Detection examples
/---
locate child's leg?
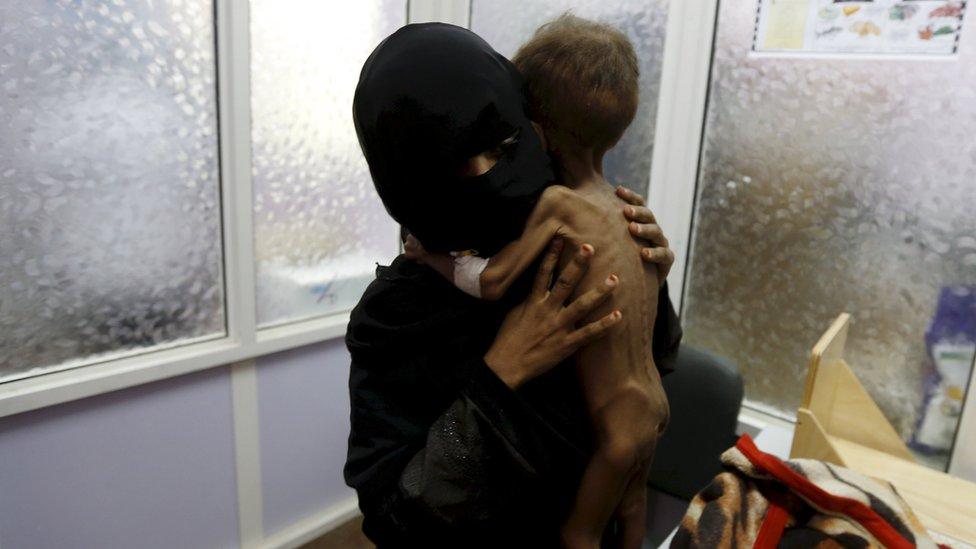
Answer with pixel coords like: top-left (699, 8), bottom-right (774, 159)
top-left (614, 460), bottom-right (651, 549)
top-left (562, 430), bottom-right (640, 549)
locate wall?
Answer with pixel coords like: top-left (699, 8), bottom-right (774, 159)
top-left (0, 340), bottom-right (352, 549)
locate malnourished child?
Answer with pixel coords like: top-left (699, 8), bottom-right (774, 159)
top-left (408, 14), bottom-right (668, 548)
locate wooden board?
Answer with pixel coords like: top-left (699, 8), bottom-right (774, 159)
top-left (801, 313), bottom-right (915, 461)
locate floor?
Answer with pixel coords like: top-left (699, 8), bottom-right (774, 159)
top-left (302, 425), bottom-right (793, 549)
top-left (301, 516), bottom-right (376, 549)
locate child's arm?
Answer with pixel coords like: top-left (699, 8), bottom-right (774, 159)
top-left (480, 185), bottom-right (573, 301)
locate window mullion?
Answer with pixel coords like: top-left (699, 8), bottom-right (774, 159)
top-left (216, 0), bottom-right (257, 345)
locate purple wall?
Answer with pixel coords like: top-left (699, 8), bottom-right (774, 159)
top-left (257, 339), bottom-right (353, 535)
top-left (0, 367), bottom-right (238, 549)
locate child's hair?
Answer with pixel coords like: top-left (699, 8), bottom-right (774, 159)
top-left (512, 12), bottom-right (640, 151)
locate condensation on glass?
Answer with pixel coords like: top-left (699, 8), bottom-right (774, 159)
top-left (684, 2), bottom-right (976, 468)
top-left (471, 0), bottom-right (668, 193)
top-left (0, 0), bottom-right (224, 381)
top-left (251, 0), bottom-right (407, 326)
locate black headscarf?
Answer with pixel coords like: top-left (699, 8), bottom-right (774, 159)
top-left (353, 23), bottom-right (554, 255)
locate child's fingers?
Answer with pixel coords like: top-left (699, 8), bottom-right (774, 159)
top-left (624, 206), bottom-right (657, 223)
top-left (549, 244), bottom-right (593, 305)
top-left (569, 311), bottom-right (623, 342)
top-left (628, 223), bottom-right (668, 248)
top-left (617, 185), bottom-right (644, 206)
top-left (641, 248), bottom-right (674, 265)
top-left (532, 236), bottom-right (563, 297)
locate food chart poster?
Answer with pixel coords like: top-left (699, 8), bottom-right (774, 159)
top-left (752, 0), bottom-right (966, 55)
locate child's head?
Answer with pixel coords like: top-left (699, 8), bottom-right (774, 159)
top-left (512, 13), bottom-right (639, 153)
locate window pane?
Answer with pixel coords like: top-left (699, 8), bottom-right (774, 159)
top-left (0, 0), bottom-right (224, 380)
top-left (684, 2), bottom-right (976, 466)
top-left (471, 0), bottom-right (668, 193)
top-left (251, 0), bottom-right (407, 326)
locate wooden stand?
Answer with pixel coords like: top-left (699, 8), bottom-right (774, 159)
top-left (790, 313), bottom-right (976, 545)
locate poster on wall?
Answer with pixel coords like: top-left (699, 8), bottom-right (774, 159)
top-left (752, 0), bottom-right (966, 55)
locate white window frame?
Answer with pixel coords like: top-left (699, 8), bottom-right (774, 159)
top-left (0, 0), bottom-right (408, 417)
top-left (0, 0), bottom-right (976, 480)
\---
> _Exercise details_:
Omit pictures; set down the rest of the material word for word.

> _The output_:
locate child's leg?
Answer with pixel coords like: top-left (699, 8), bottom-right (774, 159)
top-left (614, 460), bottom-right (651, 549)
top-left (562, 430), bottom-right (640, 549)
locate wall?
Answer with pixel coords like: top-left (699, 8), bottom-right (774, 159)
top-left (0, 340), bottom-right (352, 549)
locate malnourished child?
Answer with pixel coords like: top-left (699, 8), bottom-right (774, 159)
top-left (408, 14), bottom-right (668, 548)
locate wooden board?
Answer with pixel coords like: top-left (699, 8), bottom-right (774, 159)
top-left (801, 313), bottom-right (915, 461)
locate floor?
Answer with pixel coords like: top-left (699, 8), bottom-right (774, 159)
top-left (302, 425), bottom-right (793, 549)
top-left (301, 516), bottom-right (376, 549)
locate child's arm?
Answer with pixel coords like: top-left (699, 8), bottom-right (774, 159)
top-left (480, 185), bottom-right (573, 301)
locate window mullion?
Answer with pixel coords like: top-left (699, 8), bottom-right (774, 159)
top-left (216, 0), bottom-right (257, 345)
locate purple wall?
Answer with pixel coords like: top-left (699, 8), bottom-right (774, 159)
top-left (257, 339), bottom-right (353, 535)
top-left (0, 367), bottom-right (238, 549)
locate child's hair?
Answer with pixel coords like: top-left (699, 8), bottom-right (774, 159)
top-left (512, 12), bottom-right (640, 151)
locate condensation on glass?
Answer with pixel coords like: top-left (699, 8), bottom-right (774, 159)
top-left (684, 2), bottom-right (976, 468)
top-left (471, 0), bottom-right (668, 193)
top-left (0, 0), bottom-right (224, 381)
top-left (251, 0), bottom-right (407, 326)
locate black headscarf?
Answer with pixel coords like: top-left (699, 8), bottom-right (774, 159)
top-left (353, 23), bottom-right (554, 255)
locate child's fingers?
Answer with pixel coords like: top-left (699, 8), bottom-right (774, 159)
top-left (624, 206), bottom-right (657, 223)
top-left (549, 244), bottom-right (593, 305)
top-left (569, 311), bottom-right (623, 342)
top-left (628, 223), bottom-right (668, 248)
top-left (617, 185), bottom-right (644, 206)
top-left (641, 248), bottom-right (674, 265)
top-left (532, 236), bottom-right (563, 297)
locate food chart poster?
Answer with pixel coords like: top-left (699, 8), bottom-right (774, 159)
top-left (752, 0), bottom-right (966, 55)
locate child's head?
Answer with pixel coords like: top-left (699, 8), bottom-right (774, 159)
top-left (512, 13), bottom-right (639, 153)
locate window pane?
Answer with pixel coords like: top-left (699, 8), bottom-right (774, 159)
top-left (0, 0), bottom-right (224, 380)
top-left (684, 2), bottom-right (976, 466)
top-left (471, 0), bottom-right (668, 193)
top-left (251, 0), bottom-right (407, 326)
locate wooden stand?
Answer with pixel coords like: top-left (699, 8), bottom-right (774, 159)
top-left (790, 313), bottom-right (976, 545)
locate poster on wall?
Answer with pixel coords like: top-left (699, 8), bottom-right (774, 159)
top-left (752, 0), bottom-right (966, 55)
locate white window frame?
Answer with pixel coords like: top-left (699, 8), bottom-right (774, 159)
top-left (0, 0), bottom-right (408, 417)
top-left (0, 0), bottom-right (976, 480)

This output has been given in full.